* Exercise description
Copy the passage of the article on Taliban policies toward Afghan women that begins with "UN Observer Says" and ends with "to the country.", substituting "Herat" for "Kabul".

* Extract
· · ·
UN Observer Says Taliban Policies Making Afghan Women Invisible

A senior United Nations observer Thursday expressed serious concern about the “erasure of women from public life” across Afghanistan since the Islamist Taliban seized power in August. 

 

“Afghanistan is facing a plethora of critical human rights challenges that are having a severe impact on the population,” Richard Bennett, the U.N. special rapporteur on the situation of human rights in Afghanistan, told a news conference in Kabul at the end of his 11-day maiden trip to the country.  

“I urge the authorities to acknowledge the human rights challenges that they are facing and to close the gap between their words and their deeds,” he stressed.  

 

The insurgent-turned-ruling group’s male-only government has suspended Afghan girls’ secondary education, prevented most female employees from returning to government jobs, barred women from traveling alone, ordered them to cover up fully in public, including their faces, and strongly advised them to stay at home. 

 

Bennett said the policies “fit the pattern of absolute gender segregation and are aimed at making women invisible in society.”
· · ·
* Extracted data
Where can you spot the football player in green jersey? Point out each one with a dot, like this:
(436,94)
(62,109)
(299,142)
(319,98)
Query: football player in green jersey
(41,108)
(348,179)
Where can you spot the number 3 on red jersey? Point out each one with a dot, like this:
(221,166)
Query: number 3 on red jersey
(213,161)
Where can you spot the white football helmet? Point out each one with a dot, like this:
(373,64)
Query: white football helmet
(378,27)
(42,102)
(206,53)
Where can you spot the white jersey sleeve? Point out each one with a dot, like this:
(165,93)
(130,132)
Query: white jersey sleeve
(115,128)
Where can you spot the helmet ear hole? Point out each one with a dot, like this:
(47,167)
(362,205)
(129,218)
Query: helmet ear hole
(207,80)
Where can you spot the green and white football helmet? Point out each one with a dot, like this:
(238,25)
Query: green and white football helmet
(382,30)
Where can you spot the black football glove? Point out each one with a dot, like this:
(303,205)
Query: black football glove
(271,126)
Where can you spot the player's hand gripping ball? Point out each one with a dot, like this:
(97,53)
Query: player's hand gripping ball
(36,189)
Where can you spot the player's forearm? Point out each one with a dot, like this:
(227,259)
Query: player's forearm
· · ·
* Task solution
UN Observer Says Taliban Policies Making Afghan Women Invisible

A senior United Nations observer Thursday expressed serious concern about the “erasure of women from public life” across Afghanistan since the Islamist Taliban seized power in August. 

 

“Afghanistan is facing a plethora of critical human rights challenges that are having a severe impact on the population,” Richard Bennett, the U.N. special rapporteur on the situation of human rights in Afghanistan, told a news conference in Herat at the end of his 11-day maiden trip to the country.